Aufgabenbeschreibung:
Prüfe bitte, ob die folgenden Aussagen mit dem Text über Fawcetts Expeditionen übereinstimmen, und antworte jeweils mit Ja oder Nein samt den entscheidenden Worten des Textes als wörtlichem Zitat.
(a) Anfang 1913 reiste Fawcett erneut nach Südamerika.
(b) Auf seiner Reise ab 1913 folgte Fawcett einer vorher festgelegten Route.
(c) Die fünfte Expedition wurde wegen Überschwemmungen abgebrochen.

Ausgangstext:
• • •
Seinen Plänen treu bleibend, setzte Fawcett nachdem er inzwischen zwei weitere Expeditionen in das Amazonasgebiet durchgeführt hatte, Anfang 1913 erneut nach Südamerika über. Seine Absicht war es diesmal, in den Anden nach Überresten der angeblichen Inkastadt Paititi zu suchen. Zwei Jahre zuvor hatte der amerikanische Archäologe Hiram Bingham Machu Picchu entdeckt. Auf dieser Reise folgte Fawcett keiner vorher festgelegten Route, sondern hauptsächlich Hinweisen aus der Bevölkerung. Aus wissenschaftlicher Sicht verlief diese vierte Reise Fawcetts, aber höchst unbefriedigend, da er weder eine unbekannte Inkastadt noch irgendwelche Hinweise auf eine solche gefunden hatte. Seine fünfte Reise sollte ihn in das Gongugy Basin im brasilianischen Bundesstaat Mato Grosso führen, von dem er glaubte, dass es der Ursprung der Erzählungen über eine versunkene Regenwaldstadt war. Die Expedition musste jedoch schon nach kurzer Zeit aufgrund von Überschwemmungen, die das Weiterkommen erschwerten, ergebnislos abgebrochen werden. Auch die nachfolgende sechste Expedition im Februar 1920 war erfolglos. Die Route führte diesmal an der Ostküste Brasiliens entlang Richtung Süden. Da die Teilnehmer – sechs relativ junge und unerfahrene Forscher, den unerwarteten Strapazen nicht gewachsen waren, musste die Expedition vorzeitig abgebrochen werden.
• • •
(Gespeicherte Dateneinträge)
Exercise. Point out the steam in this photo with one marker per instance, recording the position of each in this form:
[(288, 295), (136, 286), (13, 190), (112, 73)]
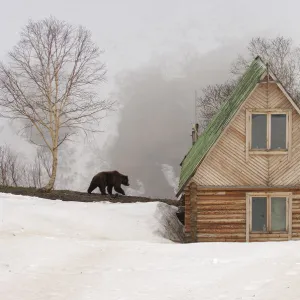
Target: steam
[(158, 112)]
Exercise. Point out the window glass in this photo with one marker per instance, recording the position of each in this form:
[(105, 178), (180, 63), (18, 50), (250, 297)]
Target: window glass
[(278, 214), (259, 131), (259, 213), (278, 131)]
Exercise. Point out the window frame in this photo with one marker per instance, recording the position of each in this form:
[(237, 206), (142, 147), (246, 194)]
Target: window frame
[(288, 227), (268, 150)]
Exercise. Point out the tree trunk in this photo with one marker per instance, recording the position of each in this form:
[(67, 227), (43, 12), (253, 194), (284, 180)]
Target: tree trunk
[(51, 182)]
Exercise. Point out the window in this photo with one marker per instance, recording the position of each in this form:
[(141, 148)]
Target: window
[(269, 213), (268, 131)]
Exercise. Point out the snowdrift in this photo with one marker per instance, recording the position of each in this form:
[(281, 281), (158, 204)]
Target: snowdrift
[(153, 221)]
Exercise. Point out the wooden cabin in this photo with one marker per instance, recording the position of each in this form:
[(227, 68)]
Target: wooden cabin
[(241, 178)]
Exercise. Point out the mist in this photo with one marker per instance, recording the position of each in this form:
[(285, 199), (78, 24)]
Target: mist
[(158, 113)]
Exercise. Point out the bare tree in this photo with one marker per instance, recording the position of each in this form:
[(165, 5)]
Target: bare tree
[(213, 96), (283, 58), (50, 83)]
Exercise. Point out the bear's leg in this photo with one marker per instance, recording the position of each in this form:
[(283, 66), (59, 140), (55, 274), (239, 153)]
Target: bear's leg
[(118, 189), (102, 189), (91, 187), (109, 189)]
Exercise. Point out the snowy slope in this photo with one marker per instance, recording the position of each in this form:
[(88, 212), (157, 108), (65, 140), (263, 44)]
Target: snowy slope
[(64, 250)]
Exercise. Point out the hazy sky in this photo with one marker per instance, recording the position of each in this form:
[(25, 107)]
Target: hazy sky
[(161, 34)]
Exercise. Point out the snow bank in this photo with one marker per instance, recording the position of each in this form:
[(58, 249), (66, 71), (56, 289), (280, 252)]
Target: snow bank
[(90, 251), (152, 221)]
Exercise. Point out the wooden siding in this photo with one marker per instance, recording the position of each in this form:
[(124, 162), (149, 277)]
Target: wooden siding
[(221, 216), (296, 218), (226, 163)]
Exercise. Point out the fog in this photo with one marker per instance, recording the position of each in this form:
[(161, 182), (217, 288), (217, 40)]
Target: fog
[(158, 113)]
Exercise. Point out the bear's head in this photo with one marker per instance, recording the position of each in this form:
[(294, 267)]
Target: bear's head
[(125, 180)]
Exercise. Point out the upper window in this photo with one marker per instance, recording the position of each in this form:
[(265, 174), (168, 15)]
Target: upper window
[(269, 131)]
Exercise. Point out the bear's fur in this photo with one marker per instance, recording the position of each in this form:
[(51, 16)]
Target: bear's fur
[(109, 179)]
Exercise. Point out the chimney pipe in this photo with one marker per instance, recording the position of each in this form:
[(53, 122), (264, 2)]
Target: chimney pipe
[(195, 133)]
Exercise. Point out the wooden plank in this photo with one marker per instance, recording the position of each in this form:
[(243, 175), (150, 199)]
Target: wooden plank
[(248, 218)]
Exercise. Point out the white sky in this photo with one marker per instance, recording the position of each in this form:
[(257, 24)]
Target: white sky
[(134, 32)]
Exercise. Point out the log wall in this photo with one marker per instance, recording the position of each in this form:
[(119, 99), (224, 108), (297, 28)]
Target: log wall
[(221, 216)]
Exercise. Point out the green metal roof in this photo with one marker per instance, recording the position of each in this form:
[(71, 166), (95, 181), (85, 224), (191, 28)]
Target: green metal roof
[(214, 129)]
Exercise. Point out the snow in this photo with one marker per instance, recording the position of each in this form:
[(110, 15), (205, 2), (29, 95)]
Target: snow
[(70, 250)]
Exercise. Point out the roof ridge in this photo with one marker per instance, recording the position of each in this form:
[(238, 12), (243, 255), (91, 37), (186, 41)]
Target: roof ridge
[(215, 127)]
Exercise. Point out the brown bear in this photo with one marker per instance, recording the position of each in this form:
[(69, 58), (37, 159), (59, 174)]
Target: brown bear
[(109, 179)]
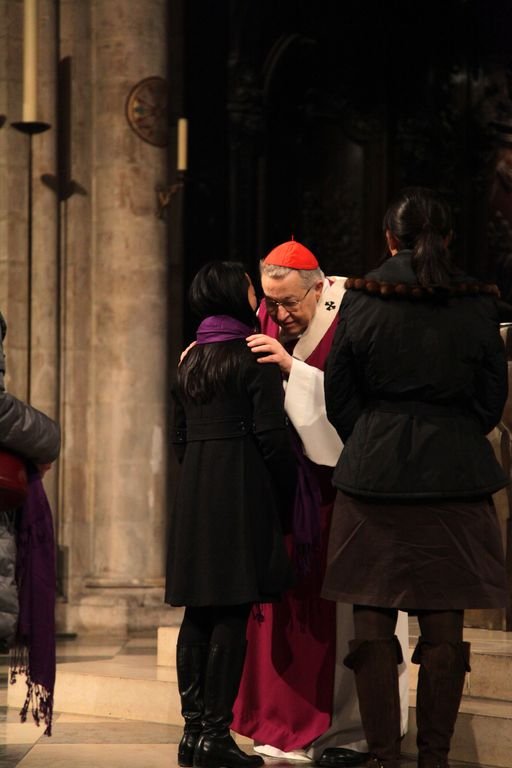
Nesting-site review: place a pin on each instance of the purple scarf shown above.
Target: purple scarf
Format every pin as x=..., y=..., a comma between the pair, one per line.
x=306, y=509
x=34, y=652
x=222, y=328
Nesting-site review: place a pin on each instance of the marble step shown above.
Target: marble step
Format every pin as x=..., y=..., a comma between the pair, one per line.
x=137, y=681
• • •
Antwort:
(a) Ja: „Anfang 1913 erneut nach Südamerika über“
(b) Nein: „folgte Fawcett keiner vorher festgelegten Route, sondern hauptsächlich Hinweisen aus der Bevölkerung“
(c) Ja: „aufgrund von Überschwemmungen, die das Weiterkommen erschwerten, ergebnislos abgebrochen werden“